▸ **PROBLEM STATEMENT**: In how many lines of the entries below does the word "rough" appear? Reply with the number alone.

(SUPPLIED RECORDS begins)

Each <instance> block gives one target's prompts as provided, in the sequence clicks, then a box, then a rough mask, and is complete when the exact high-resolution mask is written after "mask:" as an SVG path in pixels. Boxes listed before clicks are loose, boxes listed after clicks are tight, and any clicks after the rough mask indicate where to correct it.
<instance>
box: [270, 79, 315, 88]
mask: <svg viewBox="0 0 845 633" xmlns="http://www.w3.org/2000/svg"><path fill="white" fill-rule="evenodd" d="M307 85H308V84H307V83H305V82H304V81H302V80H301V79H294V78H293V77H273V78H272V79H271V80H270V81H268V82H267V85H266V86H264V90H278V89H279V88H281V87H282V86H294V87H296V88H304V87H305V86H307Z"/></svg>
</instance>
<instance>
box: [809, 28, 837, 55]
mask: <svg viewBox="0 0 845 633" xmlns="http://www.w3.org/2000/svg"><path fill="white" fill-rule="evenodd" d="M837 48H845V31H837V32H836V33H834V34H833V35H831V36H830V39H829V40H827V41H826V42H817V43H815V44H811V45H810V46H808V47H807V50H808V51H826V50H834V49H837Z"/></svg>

(SUPPLIED RECORDS ends)
(SUPPLIED RECORDS begins)

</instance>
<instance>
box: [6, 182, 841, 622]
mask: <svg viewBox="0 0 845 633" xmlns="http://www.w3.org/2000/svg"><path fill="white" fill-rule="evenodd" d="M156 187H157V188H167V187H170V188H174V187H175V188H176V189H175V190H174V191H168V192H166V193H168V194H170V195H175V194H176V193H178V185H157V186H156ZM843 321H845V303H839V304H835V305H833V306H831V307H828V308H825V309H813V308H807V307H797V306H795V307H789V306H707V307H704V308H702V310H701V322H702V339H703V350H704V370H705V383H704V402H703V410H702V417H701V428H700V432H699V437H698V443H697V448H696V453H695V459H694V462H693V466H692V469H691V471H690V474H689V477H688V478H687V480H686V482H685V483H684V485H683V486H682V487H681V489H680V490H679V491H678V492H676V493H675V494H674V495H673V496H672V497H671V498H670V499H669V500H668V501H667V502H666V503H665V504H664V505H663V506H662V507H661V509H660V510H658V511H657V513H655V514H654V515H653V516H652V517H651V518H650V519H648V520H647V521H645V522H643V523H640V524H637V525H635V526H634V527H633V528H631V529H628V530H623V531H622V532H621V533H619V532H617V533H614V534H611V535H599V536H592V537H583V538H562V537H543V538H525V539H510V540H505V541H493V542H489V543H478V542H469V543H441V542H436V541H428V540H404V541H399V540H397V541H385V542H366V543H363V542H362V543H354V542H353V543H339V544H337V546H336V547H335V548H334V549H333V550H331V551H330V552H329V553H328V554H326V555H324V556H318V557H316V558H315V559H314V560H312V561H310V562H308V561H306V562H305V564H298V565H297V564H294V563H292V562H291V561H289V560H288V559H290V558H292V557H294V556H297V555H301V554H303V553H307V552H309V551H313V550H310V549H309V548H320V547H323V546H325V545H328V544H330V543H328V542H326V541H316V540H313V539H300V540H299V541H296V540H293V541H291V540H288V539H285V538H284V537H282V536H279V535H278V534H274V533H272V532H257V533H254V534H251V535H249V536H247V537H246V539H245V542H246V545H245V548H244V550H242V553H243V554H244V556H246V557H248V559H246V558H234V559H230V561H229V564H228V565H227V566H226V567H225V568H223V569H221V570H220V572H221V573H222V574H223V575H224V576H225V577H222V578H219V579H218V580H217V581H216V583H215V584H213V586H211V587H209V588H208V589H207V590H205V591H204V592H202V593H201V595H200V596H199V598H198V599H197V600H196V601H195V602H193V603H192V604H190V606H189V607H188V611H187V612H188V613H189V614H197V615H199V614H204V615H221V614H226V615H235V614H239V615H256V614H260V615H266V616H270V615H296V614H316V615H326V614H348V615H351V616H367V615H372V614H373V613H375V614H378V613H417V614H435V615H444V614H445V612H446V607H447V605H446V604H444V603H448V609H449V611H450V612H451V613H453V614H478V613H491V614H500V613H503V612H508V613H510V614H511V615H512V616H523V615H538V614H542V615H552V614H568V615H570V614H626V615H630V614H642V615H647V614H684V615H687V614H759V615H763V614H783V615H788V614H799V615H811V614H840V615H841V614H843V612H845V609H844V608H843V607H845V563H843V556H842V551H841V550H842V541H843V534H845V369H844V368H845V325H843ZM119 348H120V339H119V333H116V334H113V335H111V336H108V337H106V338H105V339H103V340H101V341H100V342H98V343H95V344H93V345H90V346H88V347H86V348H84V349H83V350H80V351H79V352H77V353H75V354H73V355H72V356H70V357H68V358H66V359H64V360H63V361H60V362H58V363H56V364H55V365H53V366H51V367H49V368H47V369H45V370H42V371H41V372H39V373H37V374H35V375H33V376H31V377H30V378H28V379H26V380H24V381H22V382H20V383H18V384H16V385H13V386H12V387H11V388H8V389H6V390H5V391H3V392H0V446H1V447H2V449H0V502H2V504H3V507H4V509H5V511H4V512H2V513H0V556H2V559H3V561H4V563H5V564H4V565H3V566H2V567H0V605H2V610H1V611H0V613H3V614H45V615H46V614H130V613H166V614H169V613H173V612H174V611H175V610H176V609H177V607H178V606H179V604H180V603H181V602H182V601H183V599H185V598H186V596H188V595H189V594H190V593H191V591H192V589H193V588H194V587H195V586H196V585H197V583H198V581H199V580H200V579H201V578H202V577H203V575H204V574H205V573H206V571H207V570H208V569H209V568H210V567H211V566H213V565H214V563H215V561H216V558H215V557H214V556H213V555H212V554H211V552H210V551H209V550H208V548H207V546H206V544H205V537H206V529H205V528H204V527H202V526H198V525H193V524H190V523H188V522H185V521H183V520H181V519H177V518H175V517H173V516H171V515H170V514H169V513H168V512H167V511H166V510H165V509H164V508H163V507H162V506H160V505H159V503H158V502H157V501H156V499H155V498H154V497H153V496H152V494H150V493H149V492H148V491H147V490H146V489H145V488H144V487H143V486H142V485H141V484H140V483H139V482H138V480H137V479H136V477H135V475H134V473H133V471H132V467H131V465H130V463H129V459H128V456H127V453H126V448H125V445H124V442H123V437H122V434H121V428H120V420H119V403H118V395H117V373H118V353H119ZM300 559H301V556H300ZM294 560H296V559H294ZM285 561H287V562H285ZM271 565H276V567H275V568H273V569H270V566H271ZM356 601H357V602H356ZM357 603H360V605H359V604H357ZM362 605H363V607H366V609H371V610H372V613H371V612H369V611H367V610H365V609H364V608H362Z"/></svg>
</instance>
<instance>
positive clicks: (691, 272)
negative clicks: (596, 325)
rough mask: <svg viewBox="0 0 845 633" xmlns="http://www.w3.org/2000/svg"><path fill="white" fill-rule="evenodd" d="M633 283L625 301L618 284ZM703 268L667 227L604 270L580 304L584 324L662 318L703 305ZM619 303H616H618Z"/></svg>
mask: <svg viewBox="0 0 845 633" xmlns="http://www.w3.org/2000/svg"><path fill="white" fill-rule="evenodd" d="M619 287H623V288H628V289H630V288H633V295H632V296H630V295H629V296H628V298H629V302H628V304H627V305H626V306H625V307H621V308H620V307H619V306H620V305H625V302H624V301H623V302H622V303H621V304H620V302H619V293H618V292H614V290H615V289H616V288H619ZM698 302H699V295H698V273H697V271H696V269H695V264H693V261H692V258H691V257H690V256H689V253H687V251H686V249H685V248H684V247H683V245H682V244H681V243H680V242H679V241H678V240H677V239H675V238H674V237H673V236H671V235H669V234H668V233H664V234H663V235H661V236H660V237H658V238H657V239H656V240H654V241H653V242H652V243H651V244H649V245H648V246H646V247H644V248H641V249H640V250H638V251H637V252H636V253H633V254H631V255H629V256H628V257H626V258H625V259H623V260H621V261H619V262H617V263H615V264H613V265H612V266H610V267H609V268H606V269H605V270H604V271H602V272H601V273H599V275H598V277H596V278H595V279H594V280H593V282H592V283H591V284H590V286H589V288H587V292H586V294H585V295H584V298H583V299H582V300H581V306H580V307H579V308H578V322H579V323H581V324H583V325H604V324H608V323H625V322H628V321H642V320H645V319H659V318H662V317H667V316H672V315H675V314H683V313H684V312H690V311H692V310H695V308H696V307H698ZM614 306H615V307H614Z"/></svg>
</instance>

(SUPPLIED RECORDS ends)

▸ **RESULT OF THE EXERCISE**: 2